▸ **SHORT PROBLEM**
Return the passage of the Smugglers Run update article starting with "The update reflects" and going on through "Walt Disney himself.", copied word for word.

--- START OF PAGE EXCERPT ---

A New Mission Takes Flight: How Millennium Falcon: Smugglers Run Evolved With ‘The Mandalorian and Grogu’

On May 22, the same day Star Wars: The Mandalorian and Grogu arrives in theaters and IMAX nationwide, guests at Disneyland Resort and Walt Disney World Resort will find a new reason to return to the cockpit of the fastest hunk of junk in the galaxy. Millennium Falcon: Smugglers Run is being updated at Star Wars: Galaxy’s Edge at both resorts to include a brand-new mission featuring Din Djarin and Grogu — along with new technology that lets flight crews choose which adventure they’ll take.

The update reflects Disney’s approach to storytelling across mediums, from the big screen to immersive, real-world experiences. As Asa Kalama, Executive, Creative & Interactive Experiences at Walt Disney Imagineering, explained, the attraction’s evolution is rooted in close collaboration with Lucasfilm, major advances in real-time technology, and a creative philosophy that traces back to Walt Disney himself.

Visitors to Batuu may find the Mandalorian and Grogu inside Star Wars: Galaxy’s Edge

Collaborating With Lucasfilm to Extend the Story

From the outset, the goal was to expand the film’s world in a way only a theme park attraction can.

“As we think about developing experiences for the parks, we like to find opportunities to not just retell the exact same story that you might have seen on screen, but use this as an opportunity to extend that story,” Kalama said. “It’s an inherently unique medium. It’s the physical world. And so we try to lean into the things that it does best.”

Conversations on how to achieve that began early, with Imagineers sitting down with The Mandalorian and Grogu director Jon Favreau and Lucasfilm President and Chief Creative Officer Dave Filoni to hash out ideas.

“Before we got into any real technical development or detailed experiential design, we spent a lot of time just talking through story,” Kalama noted, describing discussions around iconic locations, character relationships, and how Hondo Ohnaka frames the adventure within Galaxy’s Edge.

--- END OF PAGE EXCERPT ---
--- START OF LISTED ENTRIES ---

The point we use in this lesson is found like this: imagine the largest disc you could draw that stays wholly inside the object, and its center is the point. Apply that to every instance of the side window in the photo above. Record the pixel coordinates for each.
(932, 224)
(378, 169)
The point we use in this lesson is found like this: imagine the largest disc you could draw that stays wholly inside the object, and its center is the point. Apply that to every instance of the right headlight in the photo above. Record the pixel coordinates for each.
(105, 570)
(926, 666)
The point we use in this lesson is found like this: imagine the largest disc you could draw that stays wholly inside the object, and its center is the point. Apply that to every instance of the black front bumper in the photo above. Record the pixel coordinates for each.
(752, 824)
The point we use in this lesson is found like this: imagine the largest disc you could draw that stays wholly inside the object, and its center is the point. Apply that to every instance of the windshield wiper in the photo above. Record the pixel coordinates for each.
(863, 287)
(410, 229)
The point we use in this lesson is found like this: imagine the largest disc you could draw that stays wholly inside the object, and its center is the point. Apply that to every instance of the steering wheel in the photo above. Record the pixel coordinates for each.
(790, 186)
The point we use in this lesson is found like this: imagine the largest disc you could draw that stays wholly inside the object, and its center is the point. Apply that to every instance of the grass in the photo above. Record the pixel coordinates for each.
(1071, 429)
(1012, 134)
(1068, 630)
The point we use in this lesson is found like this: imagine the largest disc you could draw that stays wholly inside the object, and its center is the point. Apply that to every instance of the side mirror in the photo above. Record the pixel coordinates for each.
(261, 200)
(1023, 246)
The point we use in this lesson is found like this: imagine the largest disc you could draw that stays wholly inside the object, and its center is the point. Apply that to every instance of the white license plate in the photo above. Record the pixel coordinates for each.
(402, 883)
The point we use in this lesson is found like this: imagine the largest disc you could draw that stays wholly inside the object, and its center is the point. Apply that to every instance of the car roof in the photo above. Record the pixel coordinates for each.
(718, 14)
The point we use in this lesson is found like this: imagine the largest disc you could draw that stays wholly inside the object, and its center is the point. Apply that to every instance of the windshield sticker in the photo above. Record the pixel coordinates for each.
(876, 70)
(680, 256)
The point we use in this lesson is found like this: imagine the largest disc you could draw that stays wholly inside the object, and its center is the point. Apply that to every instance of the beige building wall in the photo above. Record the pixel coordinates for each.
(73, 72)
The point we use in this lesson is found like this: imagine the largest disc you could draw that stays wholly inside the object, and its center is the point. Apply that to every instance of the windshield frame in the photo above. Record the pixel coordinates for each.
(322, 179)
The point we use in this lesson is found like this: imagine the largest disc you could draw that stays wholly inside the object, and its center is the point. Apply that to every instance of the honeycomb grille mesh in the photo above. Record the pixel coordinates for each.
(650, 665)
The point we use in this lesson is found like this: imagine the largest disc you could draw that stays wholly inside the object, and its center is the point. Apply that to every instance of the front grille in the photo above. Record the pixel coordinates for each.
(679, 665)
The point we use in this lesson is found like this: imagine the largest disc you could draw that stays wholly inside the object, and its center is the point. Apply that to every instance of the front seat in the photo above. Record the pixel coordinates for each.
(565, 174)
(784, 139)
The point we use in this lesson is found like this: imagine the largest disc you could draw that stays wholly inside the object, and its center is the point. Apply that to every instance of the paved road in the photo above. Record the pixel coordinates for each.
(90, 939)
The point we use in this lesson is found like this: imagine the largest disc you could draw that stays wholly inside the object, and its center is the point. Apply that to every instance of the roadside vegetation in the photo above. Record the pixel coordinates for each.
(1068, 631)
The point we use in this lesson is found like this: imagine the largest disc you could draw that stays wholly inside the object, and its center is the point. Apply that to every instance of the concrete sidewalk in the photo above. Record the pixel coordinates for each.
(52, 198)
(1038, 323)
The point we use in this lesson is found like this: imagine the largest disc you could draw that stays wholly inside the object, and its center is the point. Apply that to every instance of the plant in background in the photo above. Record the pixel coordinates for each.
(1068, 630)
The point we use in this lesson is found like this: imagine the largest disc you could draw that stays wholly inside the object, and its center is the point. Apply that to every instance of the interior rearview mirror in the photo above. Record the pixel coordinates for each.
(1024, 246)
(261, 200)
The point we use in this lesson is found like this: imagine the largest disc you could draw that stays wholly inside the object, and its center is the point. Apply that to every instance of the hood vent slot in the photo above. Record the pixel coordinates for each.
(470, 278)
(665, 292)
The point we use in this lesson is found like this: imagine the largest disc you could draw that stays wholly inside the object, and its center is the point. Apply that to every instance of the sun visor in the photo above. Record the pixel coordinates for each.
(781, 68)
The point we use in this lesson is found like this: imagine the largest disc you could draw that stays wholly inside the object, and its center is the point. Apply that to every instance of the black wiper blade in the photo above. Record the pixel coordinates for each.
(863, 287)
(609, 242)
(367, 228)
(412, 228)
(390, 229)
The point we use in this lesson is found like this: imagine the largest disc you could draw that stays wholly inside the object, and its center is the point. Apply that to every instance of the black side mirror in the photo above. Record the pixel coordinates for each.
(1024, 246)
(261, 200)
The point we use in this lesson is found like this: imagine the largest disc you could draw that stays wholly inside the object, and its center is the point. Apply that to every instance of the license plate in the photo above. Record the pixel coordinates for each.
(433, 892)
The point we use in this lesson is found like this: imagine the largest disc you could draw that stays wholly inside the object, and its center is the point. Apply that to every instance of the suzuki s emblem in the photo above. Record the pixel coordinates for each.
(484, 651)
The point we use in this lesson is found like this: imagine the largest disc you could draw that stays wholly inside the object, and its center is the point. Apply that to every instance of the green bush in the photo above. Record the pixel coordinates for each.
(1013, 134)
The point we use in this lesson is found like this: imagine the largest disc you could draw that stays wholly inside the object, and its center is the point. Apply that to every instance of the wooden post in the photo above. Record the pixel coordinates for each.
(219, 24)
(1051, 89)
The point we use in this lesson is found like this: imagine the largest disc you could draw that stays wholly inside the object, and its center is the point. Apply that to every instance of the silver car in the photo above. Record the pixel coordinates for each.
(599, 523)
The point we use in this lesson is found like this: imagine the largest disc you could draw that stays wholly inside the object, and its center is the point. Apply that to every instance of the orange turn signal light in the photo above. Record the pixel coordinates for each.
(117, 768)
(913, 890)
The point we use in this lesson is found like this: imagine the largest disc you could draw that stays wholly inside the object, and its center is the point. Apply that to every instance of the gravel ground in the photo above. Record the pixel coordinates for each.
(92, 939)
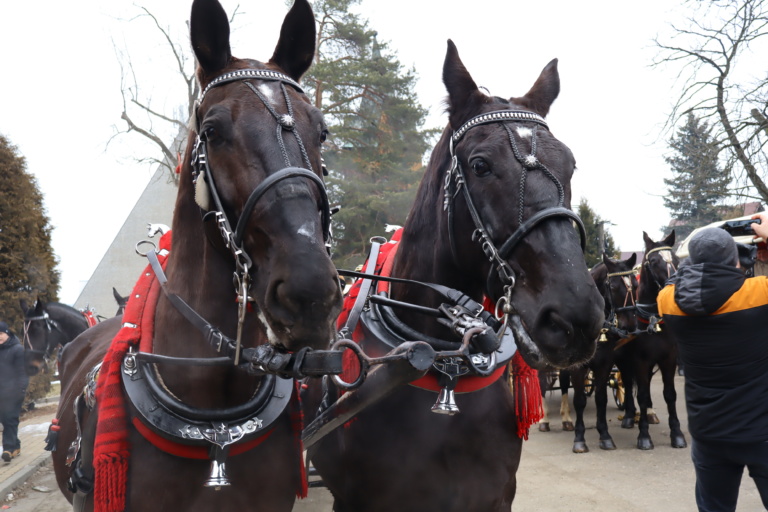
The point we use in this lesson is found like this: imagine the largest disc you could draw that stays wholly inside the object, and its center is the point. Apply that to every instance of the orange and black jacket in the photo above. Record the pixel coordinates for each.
(719, 319)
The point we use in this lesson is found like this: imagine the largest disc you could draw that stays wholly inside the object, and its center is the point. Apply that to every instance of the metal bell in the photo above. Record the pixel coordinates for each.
(218, 477)
(446, 403)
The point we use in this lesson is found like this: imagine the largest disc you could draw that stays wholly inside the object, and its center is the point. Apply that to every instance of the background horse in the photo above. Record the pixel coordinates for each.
(617, 284)
(267, 224)
(509, 184)
(653, 347)
(48, 326)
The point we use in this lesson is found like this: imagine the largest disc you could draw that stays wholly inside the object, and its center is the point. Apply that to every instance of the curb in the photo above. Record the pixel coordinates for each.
(23, 474)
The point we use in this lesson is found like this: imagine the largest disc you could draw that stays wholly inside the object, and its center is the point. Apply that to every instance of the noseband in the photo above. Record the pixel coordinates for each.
(455, 182)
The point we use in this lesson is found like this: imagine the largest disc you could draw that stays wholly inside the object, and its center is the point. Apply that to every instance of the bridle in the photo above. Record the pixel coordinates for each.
(50, 326)
(665, 252)
(455, 182)
(205, 186)
(630, 303)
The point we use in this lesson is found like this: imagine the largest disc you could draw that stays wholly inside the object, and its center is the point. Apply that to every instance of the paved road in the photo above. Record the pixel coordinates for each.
(551, 478)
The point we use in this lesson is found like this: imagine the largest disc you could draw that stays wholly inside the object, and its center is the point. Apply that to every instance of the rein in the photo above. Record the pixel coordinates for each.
(455, 182)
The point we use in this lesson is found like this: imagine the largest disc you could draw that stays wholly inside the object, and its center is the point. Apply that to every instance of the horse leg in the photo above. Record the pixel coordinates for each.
(670, 397)
(626, 367)
(565, 409)
(643, 401)
(600, 375)
(579, 403)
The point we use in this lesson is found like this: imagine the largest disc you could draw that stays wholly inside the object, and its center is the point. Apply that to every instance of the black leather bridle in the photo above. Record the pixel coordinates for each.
(455, 182)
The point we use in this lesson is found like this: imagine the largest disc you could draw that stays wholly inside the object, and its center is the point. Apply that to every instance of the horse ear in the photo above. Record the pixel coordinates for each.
(209, 33)
(295, 50)
(544, 90)
(670, 240)
(647, 240)
(463, 95)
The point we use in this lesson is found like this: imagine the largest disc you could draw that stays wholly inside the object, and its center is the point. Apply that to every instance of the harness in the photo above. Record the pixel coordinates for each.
(455, 182)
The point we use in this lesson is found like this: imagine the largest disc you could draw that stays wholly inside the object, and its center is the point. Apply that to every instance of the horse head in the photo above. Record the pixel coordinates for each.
(618, 285)
(41, 336)
(121, 301)
(505, 224)
(255, 167)
(659, 264)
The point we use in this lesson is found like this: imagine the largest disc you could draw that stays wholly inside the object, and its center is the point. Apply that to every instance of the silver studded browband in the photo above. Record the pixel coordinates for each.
(495, 117)
(244, 74)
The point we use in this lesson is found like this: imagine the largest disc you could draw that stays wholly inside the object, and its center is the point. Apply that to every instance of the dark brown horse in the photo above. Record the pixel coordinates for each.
(509, 185)
(654, 346)
(615, 279)
(47, 327)
(254, 165)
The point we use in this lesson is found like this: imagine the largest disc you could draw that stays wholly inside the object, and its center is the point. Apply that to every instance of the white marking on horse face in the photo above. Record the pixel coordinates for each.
(268, 92)
(271, 336)
(524, 131)
(307, 230)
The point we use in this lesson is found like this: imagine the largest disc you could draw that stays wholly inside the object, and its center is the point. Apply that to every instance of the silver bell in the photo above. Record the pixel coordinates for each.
(218, 477)
(446, 403)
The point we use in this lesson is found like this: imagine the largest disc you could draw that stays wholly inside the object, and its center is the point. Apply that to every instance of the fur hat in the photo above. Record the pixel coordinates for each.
(713, 245)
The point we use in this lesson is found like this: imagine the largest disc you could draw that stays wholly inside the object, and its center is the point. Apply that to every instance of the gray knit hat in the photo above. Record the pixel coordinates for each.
(713, 245)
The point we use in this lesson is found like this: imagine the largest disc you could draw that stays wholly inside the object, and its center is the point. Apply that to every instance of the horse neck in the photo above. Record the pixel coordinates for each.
(71, 321)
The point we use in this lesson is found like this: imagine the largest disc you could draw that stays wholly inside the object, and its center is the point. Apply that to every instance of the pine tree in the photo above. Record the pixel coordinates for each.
(376, 147)
(596, 231)
(27, 261)
(698, 184)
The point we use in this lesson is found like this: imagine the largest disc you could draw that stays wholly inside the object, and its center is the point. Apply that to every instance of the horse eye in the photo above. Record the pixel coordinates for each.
(209, 133)
(480, 167)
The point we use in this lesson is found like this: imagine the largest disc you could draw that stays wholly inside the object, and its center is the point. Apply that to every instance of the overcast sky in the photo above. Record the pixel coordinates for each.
(60, 95)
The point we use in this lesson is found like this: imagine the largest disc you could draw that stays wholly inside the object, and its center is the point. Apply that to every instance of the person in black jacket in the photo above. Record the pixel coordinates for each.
(13, 386)
(718, 318)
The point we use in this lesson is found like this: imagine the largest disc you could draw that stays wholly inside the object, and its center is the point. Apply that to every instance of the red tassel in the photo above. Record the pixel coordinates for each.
(524, 381)
(297, 420)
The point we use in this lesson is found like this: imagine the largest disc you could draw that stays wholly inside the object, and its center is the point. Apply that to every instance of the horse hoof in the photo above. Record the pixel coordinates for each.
(580, 447)
(644, 444)
(607, 444)
(679, 441)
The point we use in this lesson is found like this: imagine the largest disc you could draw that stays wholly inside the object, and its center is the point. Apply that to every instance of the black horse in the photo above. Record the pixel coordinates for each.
(189, 412)
(492, 218)
(654, 346)
(617, 284)
(47, 327)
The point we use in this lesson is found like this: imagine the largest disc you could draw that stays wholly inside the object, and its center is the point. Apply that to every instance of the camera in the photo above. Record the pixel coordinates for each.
(740, 227)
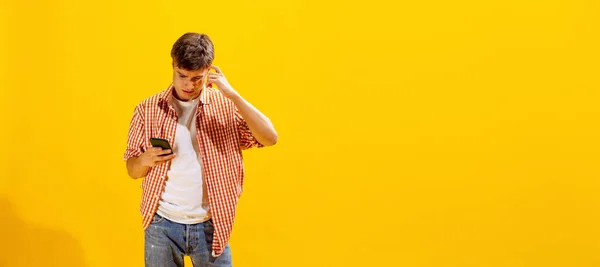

--- END OF LISTED ENTRIES ---

▸ **COMPLETE ANSWER**
The update reflects Disney’s approach to storytelling across mediums, from the big screen to immersive, real-world experiences. As Asa Kalama, Executive, Creative & Interactive Experiences at Walt Disney Imagineering, explained, the attraction’s evolution is rooted in close collaboration with Lucasfilm, major advances in real-time technology, and a creative philosophy that traces back to Walt Disney himself.